→ **Task description**: Please reproduce, exactly and with nothing added, the line containing "Pinpoint the grass" and every line after it to the end of the records.

→ **Record excerpts**:
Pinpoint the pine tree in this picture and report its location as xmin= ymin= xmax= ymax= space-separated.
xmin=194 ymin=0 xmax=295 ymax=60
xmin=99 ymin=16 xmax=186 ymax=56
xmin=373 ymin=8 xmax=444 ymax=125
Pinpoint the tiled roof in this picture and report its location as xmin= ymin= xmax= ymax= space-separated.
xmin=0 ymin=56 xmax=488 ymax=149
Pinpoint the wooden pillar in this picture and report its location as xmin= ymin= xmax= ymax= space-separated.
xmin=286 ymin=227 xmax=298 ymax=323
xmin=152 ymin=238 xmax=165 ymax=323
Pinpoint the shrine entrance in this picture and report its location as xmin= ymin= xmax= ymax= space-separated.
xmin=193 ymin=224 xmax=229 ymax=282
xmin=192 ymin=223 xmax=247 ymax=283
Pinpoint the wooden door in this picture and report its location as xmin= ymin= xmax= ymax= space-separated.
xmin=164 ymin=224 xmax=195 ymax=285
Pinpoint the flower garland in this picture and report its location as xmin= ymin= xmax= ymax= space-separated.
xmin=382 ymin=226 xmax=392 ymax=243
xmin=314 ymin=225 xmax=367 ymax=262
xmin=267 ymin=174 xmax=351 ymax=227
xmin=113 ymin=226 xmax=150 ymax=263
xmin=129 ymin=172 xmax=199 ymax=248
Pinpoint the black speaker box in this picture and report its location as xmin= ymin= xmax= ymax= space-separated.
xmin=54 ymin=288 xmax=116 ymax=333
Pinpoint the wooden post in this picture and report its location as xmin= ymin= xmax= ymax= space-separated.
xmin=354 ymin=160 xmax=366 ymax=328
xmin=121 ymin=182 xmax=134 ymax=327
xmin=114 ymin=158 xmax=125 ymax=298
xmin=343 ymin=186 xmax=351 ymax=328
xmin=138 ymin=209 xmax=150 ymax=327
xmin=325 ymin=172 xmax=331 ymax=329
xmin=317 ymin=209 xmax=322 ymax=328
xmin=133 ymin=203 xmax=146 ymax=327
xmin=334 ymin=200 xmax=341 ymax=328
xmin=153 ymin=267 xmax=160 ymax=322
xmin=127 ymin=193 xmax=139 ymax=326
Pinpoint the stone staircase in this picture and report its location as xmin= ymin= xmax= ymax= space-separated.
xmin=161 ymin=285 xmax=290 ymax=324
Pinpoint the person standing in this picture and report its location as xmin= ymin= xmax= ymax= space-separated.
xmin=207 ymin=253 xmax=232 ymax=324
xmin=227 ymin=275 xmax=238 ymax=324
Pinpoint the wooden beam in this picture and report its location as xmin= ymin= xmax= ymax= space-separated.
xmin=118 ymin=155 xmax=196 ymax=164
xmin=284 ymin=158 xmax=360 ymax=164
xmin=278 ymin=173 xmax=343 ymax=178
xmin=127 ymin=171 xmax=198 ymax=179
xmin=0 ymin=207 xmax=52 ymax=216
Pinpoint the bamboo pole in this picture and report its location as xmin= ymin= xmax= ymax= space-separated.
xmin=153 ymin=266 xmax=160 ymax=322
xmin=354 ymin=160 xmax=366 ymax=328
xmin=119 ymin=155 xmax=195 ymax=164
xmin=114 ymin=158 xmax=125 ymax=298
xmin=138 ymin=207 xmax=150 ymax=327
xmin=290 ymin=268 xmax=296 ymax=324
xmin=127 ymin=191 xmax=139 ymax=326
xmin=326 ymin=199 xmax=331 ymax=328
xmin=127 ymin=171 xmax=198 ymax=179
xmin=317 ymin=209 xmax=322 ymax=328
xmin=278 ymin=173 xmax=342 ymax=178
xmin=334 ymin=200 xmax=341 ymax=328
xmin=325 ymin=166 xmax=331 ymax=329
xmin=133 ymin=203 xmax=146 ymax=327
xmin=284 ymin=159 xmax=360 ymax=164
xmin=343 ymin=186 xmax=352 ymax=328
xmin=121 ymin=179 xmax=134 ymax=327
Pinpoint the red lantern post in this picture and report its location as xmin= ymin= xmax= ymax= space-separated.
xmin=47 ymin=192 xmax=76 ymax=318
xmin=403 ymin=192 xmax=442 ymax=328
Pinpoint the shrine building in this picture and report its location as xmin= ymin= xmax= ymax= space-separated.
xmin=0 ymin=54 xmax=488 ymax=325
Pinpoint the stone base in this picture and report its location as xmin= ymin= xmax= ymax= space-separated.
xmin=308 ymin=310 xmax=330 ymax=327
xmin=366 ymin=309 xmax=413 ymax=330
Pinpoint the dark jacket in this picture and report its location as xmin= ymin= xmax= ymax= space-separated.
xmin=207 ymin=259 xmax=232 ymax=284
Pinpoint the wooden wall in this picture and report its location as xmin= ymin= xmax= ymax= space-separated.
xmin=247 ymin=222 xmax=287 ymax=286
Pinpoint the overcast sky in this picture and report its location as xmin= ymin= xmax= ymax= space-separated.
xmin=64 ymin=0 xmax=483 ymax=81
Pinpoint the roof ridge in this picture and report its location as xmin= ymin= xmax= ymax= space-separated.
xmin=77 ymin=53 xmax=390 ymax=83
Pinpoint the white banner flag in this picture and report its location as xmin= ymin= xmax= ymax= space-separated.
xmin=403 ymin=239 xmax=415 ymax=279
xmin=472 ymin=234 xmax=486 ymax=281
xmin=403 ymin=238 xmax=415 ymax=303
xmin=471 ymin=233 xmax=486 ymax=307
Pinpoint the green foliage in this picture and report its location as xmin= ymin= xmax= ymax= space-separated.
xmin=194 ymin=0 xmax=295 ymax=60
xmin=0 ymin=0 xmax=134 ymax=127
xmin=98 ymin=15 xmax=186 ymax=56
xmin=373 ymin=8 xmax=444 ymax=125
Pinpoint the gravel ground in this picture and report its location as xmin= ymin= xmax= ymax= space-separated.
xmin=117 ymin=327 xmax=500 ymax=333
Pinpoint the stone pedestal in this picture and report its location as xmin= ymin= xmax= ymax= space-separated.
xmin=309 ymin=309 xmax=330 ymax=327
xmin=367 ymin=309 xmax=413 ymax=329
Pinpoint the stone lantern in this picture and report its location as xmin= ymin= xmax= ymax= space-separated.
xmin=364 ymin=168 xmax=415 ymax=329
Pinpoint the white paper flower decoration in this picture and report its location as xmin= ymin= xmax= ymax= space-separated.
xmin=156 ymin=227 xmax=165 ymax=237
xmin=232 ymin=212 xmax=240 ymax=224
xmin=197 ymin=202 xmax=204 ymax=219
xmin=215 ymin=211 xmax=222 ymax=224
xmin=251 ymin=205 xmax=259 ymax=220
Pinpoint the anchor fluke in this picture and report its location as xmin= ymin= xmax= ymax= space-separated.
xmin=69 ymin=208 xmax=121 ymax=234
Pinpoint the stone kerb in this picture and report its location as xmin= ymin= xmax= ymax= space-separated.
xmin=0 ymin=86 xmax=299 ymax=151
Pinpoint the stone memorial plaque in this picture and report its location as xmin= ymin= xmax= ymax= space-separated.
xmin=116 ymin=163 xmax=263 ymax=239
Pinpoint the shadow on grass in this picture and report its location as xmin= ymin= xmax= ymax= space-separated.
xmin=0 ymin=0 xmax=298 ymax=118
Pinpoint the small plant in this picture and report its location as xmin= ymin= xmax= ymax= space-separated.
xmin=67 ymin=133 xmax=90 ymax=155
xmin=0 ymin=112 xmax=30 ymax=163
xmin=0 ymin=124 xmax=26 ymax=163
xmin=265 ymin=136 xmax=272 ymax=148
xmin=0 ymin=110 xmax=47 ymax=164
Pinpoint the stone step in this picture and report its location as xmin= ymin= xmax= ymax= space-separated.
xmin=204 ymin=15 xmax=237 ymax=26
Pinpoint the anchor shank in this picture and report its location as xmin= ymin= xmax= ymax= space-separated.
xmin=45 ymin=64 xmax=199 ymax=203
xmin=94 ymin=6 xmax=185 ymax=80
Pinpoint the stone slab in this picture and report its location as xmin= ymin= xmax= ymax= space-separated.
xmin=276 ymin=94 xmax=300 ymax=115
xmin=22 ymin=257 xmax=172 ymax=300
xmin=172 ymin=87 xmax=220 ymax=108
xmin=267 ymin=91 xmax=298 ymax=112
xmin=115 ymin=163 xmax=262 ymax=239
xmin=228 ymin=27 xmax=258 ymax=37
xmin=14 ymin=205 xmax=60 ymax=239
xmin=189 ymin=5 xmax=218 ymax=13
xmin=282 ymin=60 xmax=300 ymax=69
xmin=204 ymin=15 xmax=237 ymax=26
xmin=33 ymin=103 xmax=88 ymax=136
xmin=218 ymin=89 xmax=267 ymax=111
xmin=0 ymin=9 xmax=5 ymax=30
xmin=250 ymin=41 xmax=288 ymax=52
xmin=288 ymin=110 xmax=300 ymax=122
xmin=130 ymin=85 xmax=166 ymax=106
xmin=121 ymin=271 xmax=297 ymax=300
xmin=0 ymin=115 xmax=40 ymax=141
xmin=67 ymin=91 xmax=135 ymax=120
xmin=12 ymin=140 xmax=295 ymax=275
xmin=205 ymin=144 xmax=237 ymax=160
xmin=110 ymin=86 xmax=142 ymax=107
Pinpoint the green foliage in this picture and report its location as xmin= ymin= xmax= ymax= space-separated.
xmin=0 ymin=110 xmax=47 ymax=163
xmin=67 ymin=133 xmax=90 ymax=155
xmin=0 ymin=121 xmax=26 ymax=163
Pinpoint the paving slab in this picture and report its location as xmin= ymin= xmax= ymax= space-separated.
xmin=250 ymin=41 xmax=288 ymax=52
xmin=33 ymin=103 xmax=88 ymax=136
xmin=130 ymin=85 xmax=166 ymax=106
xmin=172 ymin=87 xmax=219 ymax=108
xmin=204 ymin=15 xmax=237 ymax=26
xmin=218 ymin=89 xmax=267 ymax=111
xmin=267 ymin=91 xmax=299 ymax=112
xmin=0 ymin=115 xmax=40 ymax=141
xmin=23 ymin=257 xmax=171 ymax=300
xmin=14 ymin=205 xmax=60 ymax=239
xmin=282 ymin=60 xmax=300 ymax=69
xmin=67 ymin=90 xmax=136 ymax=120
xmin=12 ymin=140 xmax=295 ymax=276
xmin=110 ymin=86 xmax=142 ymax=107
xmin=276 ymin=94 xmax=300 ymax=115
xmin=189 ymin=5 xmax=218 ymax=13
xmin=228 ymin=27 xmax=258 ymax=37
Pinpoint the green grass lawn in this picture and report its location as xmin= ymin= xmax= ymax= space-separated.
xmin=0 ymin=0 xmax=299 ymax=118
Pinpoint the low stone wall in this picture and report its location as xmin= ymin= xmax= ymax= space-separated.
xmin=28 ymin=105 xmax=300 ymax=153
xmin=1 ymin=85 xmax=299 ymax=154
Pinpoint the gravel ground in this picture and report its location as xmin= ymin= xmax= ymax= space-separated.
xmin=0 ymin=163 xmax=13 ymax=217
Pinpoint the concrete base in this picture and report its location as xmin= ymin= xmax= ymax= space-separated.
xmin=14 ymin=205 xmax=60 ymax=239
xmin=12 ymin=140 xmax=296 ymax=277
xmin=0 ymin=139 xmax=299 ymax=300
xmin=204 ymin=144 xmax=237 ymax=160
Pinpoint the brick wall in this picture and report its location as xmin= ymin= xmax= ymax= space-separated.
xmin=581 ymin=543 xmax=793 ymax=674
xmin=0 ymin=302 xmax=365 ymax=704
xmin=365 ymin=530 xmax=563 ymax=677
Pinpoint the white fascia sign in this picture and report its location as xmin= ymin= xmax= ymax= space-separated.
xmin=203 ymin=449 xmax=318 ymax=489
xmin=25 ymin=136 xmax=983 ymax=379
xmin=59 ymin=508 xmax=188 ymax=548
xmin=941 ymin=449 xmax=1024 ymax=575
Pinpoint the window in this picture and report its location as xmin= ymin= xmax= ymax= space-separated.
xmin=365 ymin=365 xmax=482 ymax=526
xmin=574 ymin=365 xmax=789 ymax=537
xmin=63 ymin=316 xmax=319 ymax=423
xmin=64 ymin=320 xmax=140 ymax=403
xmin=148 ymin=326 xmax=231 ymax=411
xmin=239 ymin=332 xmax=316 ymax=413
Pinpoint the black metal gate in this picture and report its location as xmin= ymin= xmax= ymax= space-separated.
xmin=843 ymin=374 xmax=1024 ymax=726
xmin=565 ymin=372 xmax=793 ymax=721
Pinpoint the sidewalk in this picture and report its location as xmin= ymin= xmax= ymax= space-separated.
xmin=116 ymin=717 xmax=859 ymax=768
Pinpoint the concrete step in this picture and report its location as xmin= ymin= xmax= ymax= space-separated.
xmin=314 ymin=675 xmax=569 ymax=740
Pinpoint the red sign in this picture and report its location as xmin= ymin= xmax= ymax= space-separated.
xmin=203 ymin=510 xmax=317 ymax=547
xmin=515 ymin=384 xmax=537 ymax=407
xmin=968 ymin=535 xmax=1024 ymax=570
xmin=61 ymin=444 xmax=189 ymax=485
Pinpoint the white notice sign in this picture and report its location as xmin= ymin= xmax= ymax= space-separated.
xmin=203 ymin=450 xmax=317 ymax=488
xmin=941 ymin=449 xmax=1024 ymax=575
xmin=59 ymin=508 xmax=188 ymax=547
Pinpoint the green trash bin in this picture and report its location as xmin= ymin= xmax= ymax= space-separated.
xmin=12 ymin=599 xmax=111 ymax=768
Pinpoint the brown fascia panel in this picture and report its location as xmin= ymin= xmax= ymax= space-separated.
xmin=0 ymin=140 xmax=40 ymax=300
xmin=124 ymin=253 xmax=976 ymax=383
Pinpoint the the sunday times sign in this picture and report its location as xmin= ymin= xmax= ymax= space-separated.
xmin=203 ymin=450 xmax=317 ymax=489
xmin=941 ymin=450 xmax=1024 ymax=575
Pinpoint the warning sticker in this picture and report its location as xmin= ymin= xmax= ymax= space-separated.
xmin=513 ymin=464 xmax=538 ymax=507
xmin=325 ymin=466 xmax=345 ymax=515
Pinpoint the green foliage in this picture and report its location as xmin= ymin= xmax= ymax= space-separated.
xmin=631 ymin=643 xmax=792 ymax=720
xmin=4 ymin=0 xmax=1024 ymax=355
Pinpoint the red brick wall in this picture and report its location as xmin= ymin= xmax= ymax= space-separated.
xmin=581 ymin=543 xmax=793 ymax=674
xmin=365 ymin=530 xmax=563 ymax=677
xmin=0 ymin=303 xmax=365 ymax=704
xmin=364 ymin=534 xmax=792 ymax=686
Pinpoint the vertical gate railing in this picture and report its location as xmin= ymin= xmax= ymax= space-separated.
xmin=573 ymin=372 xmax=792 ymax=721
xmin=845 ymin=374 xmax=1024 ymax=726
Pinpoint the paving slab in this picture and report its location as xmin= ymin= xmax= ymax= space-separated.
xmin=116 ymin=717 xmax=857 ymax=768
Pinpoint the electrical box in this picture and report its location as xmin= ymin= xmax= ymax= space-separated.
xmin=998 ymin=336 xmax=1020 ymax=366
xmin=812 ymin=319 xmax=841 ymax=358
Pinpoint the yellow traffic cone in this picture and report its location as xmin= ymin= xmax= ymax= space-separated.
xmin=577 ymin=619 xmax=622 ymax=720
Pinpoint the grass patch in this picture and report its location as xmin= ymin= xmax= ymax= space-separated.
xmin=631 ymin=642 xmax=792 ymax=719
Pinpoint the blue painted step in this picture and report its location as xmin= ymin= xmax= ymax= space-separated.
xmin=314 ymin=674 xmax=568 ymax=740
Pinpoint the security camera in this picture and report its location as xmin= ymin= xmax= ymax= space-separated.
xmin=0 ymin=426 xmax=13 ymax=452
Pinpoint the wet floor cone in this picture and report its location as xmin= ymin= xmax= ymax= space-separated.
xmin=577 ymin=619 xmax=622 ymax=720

→ **Answer to this task**:
Pinpoint the grass patch in this picture and report its location as xmin= ymin= xmax= ymax= space-separated.
xmin=631 ymin=642 xmax=792 ymax=719
Pinpoint the blue painted step in this picture and report its location as xmin= ymin= xmax= ymax= space-separated.
xmin=314 ymin=674 xmax=568 ymax=740
Pinpoint the security camera in this picture and report its location as xmin= ymin= xmax= ymax= space-separated.
xmin=0 ymin=426 xmax=13 ymax=452
Pinpoint the wet floor cone in this picture and report its location as xmin= ymin= xmax= ymax= space-separated.
xmin=577 ymin=619 xmax=622 ymax=720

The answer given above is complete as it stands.